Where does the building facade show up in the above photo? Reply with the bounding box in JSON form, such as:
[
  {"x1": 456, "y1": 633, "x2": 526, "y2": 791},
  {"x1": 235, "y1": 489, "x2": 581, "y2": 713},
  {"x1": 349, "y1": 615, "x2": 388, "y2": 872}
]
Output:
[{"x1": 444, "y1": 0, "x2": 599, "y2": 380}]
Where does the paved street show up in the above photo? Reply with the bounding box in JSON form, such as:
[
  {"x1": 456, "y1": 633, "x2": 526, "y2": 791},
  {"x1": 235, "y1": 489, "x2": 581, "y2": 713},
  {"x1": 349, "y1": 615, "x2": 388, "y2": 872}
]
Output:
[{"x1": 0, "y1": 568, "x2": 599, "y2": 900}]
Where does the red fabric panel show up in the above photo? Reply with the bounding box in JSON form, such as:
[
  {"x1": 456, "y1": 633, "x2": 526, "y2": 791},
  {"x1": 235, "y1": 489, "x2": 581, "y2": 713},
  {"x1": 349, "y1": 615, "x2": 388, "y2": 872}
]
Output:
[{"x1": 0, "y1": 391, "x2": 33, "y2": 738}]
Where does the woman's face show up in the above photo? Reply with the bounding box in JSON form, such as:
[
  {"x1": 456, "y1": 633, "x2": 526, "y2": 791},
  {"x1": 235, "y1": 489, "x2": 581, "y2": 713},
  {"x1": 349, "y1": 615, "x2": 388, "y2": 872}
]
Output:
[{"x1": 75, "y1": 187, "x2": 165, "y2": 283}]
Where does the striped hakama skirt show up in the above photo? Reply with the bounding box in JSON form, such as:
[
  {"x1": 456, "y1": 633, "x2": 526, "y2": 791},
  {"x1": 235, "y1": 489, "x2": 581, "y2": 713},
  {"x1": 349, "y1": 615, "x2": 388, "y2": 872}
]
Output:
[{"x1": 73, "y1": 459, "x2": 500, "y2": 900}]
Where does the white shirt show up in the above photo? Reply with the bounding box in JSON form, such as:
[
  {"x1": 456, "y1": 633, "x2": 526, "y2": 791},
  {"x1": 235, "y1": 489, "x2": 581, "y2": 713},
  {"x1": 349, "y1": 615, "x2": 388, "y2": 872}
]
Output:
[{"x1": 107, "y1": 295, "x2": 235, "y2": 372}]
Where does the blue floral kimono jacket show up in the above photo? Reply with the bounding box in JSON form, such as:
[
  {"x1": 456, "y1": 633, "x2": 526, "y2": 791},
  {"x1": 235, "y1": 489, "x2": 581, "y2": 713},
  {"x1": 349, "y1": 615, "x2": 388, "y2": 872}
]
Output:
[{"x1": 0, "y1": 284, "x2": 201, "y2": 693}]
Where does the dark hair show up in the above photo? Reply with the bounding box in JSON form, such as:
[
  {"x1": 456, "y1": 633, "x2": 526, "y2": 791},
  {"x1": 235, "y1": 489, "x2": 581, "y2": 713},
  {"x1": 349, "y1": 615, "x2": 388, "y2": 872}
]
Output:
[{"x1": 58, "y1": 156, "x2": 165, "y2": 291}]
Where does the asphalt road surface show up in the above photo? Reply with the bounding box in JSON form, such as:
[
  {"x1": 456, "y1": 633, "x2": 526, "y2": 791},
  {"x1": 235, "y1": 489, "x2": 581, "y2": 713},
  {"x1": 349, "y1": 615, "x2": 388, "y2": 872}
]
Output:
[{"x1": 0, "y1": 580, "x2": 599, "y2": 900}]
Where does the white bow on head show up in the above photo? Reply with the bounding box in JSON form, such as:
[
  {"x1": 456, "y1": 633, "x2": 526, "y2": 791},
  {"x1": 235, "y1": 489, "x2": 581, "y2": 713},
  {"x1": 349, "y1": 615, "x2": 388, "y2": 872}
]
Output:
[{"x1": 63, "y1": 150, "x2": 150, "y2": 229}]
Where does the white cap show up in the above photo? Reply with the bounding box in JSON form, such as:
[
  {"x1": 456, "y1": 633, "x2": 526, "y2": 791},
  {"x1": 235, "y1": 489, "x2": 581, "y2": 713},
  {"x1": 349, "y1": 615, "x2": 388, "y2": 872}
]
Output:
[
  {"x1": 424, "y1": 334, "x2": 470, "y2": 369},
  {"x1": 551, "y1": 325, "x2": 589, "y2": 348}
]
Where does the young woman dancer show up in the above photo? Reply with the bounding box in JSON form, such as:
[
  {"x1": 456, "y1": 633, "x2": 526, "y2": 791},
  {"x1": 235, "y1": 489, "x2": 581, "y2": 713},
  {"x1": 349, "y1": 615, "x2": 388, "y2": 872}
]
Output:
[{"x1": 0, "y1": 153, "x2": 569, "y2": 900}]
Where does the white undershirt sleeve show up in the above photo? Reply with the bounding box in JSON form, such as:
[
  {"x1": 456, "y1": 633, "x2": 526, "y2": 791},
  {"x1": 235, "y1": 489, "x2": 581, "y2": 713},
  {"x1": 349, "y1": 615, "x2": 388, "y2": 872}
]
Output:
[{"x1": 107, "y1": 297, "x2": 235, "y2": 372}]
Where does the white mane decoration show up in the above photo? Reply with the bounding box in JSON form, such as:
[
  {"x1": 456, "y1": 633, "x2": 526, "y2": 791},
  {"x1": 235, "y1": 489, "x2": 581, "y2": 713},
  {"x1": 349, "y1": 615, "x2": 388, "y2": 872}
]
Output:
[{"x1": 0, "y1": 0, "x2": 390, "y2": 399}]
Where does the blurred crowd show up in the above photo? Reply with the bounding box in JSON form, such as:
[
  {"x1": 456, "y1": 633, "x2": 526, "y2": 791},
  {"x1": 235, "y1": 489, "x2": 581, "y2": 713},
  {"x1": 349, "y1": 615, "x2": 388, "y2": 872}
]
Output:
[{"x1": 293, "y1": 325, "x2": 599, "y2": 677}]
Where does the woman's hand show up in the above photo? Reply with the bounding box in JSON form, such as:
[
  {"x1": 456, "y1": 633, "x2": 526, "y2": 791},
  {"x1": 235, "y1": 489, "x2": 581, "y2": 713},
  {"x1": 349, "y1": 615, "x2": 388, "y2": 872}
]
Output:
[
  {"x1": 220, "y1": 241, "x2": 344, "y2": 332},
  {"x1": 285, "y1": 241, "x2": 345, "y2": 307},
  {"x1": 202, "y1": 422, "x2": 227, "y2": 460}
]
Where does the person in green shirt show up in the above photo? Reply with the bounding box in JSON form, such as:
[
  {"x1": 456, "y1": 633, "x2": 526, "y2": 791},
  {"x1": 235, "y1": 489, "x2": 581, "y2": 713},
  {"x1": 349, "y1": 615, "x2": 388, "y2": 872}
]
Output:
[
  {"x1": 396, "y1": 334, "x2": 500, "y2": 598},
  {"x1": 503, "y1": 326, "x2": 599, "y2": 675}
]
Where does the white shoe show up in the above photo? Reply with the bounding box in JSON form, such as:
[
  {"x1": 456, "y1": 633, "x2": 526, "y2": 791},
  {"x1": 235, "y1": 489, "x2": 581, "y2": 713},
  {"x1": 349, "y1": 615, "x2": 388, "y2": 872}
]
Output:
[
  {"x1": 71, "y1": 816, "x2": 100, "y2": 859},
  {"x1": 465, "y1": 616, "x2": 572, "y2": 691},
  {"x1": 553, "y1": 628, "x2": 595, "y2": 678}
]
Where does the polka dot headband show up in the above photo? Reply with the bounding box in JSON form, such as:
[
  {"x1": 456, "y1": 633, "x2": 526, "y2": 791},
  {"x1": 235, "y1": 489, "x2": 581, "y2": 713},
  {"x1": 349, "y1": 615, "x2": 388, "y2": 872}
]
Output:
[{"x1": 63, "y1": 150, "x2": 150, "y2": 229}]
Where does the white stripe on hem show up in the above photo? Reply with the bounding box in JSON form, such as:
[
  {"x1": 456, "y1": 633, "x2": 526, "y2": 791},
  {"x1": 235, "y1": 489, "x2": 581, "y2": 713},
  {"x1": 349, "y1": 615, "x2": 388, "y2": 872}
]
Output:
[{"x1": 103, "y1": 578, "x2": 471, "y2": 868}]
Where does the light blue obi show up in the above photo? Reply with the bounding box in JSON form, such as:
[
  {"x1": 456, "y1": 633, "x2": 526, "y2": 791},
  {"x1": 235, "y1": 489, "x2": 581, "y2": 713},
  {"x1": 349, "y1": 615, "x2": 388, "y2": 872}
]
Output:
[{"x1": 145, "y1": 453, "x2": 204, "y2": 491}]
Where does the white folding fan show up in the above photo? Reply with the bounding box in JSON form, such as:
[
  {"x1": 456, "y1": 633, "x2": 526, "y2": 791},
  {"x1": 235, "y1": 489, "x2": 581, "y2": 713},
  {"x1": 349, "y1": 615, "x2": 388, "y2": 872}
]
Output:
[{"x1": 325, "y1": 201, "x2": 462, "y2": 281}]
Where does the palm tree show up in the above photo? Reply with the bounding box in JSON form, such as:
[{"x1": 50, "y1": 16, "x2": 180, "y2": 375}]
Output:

※

Please reproduce the material without changes, from the line containing "Where does the polka" through its final line, both ends included.

Where does the polka dot headband show up in the above photo? Reply with the bounding box in JSON form, such as:
[
  {"x1": 456, "y1": 633, "x2": 526, "y2": 791},
  {"x1": 235, "y1": 489, "x2": 581, "y2": 713},
  {"x1": 349, "y1": 615, "x2": 388, "y2": 872}
]
Output:
[{"x1": 63, "y1": 150, "x2": 150, "y2": 229}]
Where does the white stripe on hem show up in the above photo? Reply with the bounding box in JSON form, such as:
[
  {"x1": 456, "y1": 633, "x2": 526, "y2": 791},
  {"x1": 235, "y1": 489, "x2": 581, "y2": 713},
  {"x1": 349, "y1": 615, "x2": 388, "y2": 872}
]
Output:
[{"x1": 103, "y1": 578, "x2": 471, "y2": 868}]
Where does the light blue obi show up in the above photo? Reply with the bounding box in JSON form, such as:
[
  {"x1": 456, "y1": 633, "x2": 526, "y2": 791},
  {"x1": 235, "y1": 489, "x2": 581, "y2": 713},
  {"x1": 349, "y1": 615, "x2": 388, "y2": 872}
]
Output:
[{"x1": 145, "y1": 453, "x2": 204, "y2": 491}]
Where does the white folding fan show up in the above photo? Reply with the bounding box in JSON form, such as:
[
  {"x1": 456, "y1": 633, "x2": 526, "y2": 791},
  {"x1": 235, "y1": 489, "x2": 581, "y2": 713},
  {"x1": 349, "y1": 615, "x2": 388, "y2": 872}
]
Output:
[{"x1": 325, "y1": 201, "x2": 462, "y2": 281}]
Where does the palm tree show up in the above photo? Reply with the bounding box in JSON form, such as:
[{"x1": 50, "y1": 16, "x2": 180, "y2": 375}]
Output:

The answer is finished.